--- Begin SUPPLIED INFORMATION ---
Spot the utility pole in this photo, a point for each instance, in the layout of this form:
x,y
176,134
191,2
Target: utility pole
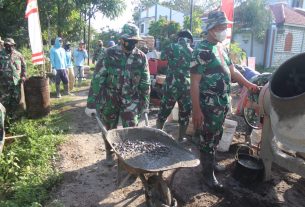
x,y
191,16
89,36
156,11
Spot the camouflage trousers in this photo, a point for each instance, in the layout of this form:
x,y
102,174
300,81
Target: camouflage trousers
x,y
111,111
10,97
212,128
168,102
2,118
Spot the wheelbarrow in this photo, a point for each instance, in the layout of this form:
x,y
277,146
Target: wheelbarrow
x,y
146,153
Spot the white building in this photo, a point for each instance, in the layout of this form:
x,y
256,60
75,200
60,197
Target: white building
x,y
156,12
291,3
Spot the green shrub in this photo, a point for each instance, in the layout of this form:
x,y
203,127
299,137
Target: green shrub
x,y
27,170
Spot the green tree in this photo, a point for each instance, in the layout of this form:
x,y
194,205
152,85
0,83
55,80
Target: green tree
x,y
57,17
197,23
164,30
253,15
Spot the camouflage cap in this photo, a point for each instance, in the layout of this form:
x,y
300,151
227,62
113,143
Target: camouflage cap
x,y
217,18
9,41
130,31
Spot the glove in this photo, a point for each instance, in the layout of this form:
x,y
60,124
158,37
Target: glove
x,y
90,112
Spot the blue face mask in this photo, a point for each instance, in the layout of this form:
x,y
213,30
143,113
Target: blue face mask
x,y
129,45
221,36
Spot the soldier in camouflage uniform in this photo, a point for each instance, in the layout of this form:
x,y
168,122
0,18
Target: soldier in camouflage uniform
x,y
177,83
99,52
12,72
211,73
2,132
1,44
121,85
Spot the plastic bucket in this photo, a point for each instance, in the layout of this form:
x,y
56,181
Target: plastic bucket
x,y
256,137
229,129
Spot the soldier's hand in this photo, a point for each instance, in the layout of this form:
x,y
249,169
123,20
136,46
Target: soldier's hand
x,y
90,112
253,87
197,118
23,79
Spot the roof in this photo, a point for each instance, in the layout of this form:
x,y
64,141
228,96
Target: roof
x,y
283,14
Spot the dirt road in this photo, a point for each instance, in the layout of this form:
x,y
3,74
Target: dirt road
x,y
88,183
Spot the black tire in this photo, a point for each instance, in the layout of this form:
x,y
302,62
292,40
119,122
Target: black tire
x,y
160,194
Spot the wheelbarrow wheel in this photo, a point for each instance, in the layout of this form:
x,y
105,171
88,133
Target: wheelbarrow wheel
x,y
159,192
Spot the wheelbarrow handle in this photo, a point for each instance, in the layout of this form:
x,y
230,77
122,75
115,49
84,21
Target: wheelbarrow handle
x,y
101,125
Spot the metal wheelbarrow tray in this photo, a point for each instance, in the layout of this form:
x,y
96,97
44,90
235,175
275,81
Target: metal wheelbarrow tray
x,y
147,153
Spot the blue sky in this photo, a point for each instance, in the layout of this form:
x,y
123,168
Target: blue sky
x,y
116,23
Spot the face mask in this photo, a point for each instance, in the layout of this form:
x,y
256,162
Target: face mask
x,y
221,36
129,45
8,49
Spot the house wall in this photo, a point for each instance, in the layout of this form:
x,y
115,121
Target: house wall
x,y
148,15
244,41
298,44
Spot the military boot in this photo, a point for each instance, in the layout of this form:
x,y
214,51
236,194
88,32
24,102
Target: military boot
x,y
207,162
66,90
58,91
159,125
182,133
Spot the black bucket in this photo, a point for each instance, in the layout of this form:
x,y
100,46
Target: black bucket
x,y
37,97
248,168
287,87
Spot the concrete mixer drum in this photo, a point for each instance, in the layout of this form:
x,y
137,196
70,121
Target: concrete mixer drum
x,y
287,98
251,108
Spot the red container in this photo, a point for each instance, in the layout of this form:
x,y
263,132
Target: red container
x,y
153,66
162,64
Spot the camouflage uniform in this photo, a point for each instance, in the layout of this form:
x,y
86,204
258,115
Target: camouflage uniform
x,y
120,86
177,83
2,116
98,54
12,69
214,90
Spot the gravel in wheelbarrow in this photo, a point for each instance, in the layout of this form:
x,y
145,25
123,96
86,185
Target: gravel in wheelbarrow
x,y
147,149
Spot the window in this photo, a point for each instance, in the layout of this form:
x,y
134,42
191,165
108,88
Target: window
x,y
288,42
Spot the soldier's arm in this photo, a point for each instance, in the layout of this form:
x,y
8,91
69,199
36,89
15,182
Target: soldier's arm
x,y
99,76
197,68
52,58
144,86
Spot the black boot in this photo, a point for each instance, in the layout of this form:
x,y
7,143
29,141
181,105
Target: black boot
x,y
207,162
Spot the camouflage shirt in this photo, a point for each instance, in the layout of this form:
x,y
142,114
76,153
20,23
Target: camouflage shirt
x,y
12,67
216,77
119,75
179,56
98,53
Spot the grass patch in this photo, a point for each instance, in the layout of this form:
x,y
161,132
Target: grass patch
x,y
27,171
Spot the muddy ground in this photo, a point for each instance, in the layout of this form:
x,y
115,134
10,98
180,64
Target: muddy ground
x,y
88,183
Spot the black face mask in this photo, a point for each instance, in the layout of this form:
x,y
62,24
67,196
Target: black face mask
x,y
129,45
8,49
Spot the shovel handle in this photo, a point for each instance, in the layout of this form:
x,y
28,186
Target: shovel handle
x,y
101,125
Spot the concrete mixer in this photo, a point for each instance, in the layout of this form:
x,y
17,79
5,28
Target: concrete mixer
x,y
282,109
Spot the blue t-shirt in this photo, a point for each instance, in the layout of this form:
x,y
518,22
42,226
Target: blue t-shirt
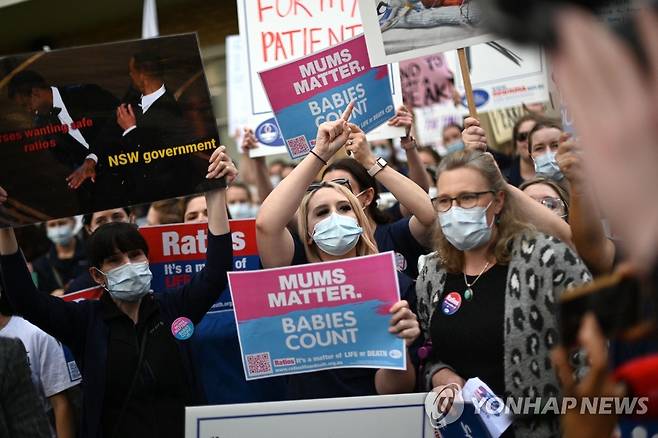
x,y
344,382
397,237
216,353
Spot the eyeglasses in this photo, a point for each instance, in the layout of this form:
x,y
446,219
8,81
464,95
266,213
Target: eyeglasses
x,y
341,181
522,136
552,203
464,200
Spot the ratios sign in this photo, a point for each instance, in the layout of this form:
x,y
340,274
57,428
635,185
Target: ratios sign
x,y
178,251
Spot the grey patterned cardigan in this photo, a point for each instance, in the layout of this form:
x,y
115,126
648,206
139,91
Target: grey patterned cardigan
x,y
541,268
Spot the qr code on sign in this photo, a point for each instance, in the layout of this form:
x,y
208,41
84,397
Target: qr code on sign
x,y
298,146
259,364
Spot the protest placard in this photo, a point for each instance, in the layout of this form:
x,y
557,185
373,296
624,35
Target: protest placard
x,y
397,30
178,251
65,149
317,316
275,32
389,416
503,74
427,81
317,88
237,79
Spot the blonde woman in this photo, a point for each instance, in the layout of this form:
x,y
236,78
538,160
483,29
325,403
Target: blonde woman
x,y
332,226
487,296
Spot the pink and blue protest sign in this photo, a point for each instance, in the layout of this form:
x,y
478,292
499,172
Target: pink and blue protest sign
x,y
317,316
317,88
178,251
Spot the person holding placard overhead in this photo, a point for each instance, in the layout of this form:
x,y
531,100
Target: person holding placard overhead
x,y
132,344
490,289
333,226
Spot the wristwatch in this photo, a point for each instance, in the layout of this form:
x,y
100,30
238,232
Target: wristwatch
x,y
380,163
408,142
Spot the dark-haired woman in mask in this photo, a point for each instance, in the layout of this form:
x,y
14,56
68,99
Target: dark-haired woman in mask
x,y
333,226
131,345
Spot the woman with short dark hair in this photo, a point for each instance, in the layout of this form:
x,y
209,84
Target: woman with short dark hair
x,y
120,340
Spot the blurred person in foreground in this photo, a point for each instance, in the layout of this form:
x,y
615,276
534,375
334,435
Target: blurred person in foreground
x,y
614,102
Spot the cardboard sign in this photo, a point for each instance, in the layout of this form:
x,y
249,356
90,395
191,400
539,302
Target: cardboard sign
x,y
503,78
178,251
275,32
317,316
317,89
59,126
389,416
427,81
397,30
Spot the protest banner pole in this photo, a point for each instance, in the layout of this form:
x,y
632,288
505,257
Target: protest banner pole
x,y
466,77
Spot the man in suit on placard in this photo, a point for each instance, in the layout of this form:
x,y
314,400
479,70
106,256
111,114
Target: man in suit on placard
x,y
80,119
154,121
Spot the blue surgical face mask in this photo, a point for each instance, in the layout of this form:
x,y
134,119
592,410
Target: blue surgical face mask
x,y
242,210
337,234
466,229
546,165
455,146
61,234
382,152
129,282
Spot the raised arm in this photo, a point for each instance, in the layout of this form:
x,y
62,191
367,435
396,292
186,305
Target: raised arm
x,y
406,191
596,250
195,298
403,117
65,321
275,243
255,169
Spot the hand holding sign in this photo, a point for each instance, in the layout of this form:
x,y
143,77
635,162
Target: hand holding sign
x,y
359,148
404,322
126,117
474,136
403,118
221,165
333,135
86,171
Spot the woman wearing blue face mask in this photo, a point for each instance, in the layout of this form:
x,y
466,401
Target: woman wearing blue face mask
x,y
490,290
64,261
543,142
131,345
332,226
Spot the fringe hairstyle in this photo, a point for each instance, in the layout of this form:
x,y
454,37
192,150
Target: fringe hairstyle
x,y
366,244
508,226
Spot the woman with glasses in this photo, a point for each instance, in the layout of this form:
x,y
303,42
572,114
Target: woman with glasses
x,y
549,193
487,296
332,226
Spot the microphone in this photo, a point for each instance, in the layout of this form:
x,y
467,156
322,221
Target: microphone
x,y
641,379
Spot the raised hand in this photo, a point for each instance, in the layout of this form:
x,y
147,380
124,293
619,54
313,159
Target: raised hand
x,y
333,135
221,165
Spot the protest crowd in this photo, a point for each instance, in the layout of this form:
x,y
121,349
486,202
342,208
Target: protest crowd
x,y
484,244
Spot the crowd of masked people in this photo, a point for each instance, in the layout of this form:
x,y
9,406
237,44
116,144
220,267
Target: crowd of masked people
x,y
485,244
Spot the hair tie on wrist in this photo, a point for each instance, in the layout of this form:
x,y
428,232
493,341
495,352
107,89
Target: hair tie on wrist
x,y
319,157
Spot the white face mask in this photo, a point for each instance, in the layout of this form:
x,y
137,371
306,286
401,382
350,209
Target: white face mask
x,y
337,234
464,228
61,234
129,282
242,210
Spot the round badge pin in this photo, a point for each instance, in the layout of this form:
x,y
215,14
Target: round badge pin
x,y
182,328
451,303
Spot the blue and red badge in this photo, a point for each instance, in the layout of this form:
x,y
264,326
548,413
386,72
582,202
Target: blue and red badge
x,y
451,303
182,328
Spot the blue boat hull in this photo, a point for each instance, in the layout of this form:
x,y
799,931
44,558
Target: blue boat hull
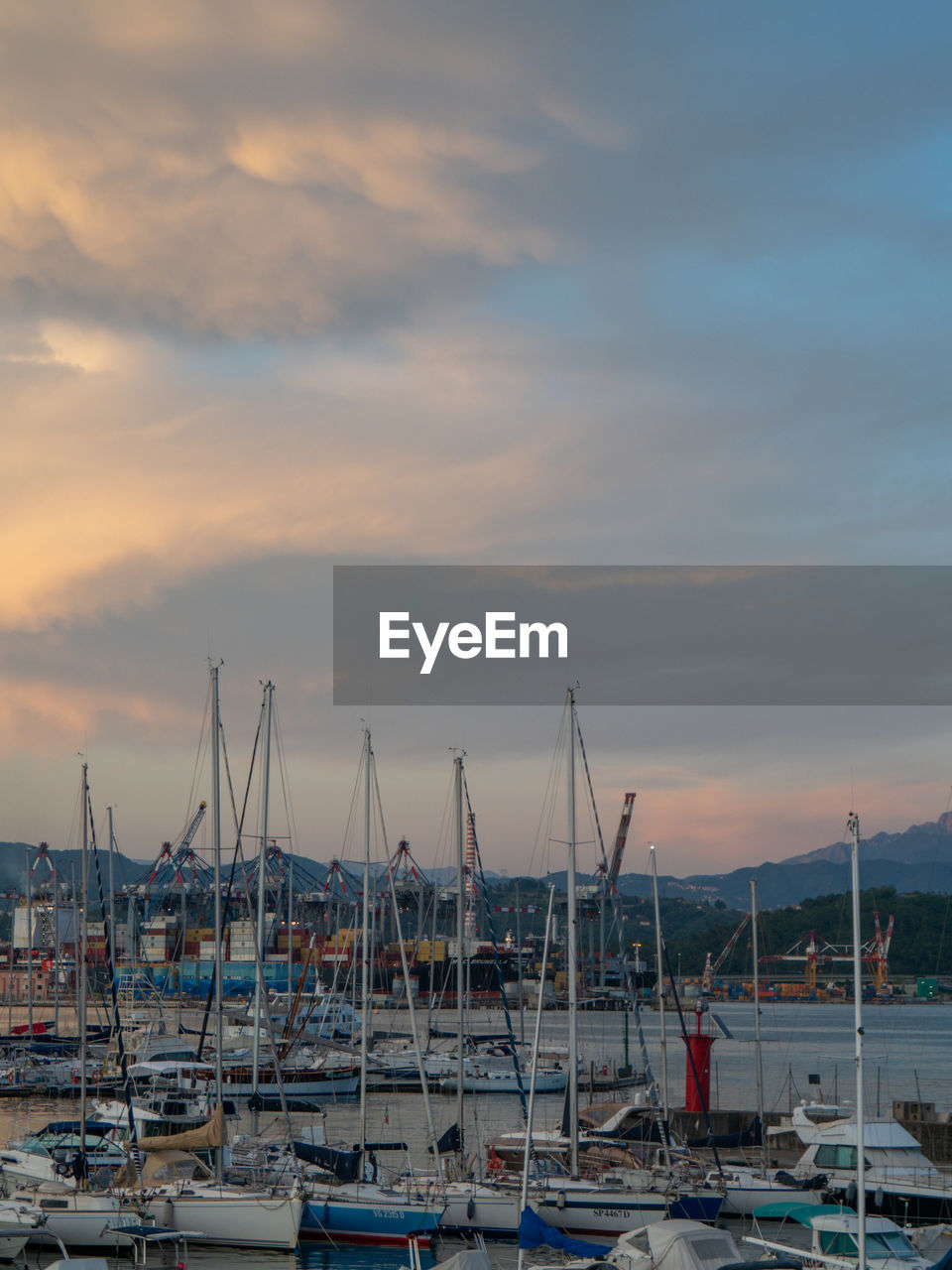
x,y
367,1223
698,1206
--- End SUPPLIED INFORMATION ---
▶ [STATED EXERCISE]
Every line from the one containing "Spot the hair" through the last line of the data is to be retyped exactly, with nothing added and no pictures included.

▶ [SOLUTION FOR THIS TASK]
Spot the hair tie on wrist in this photo, a point for each instance, in the layout of this form:
x,y
428,232
493,341
495,352
107,89
Target: hair tie on wrist
x,y
319,157
Spot the white face mask in this photo, a point for each instance, in the layout of this form:
x,y
137,371
306,286
401,382
350,209
Target: white face mask
x,y
337,234
464,228
61,234
129,282
242,210
Spot the round badge pin in this photo, a point for each instance, in the layout of this form:
x,y
215,14
Target: round badge pin
x,y
182,328
451,303
Spot the blue and red badge in this photo, a point for each instance, in the layout of this form:
x,y
264,326
548,413
386,72
582,202
Target: blue and red badge
x,y
451,303
182,328
Spot the blue boat hull in this photo, a point for each instance, in the layout of this form:
x,y
799,931
44,558
Target: blue boat hull
x,y
367,1223
698,1206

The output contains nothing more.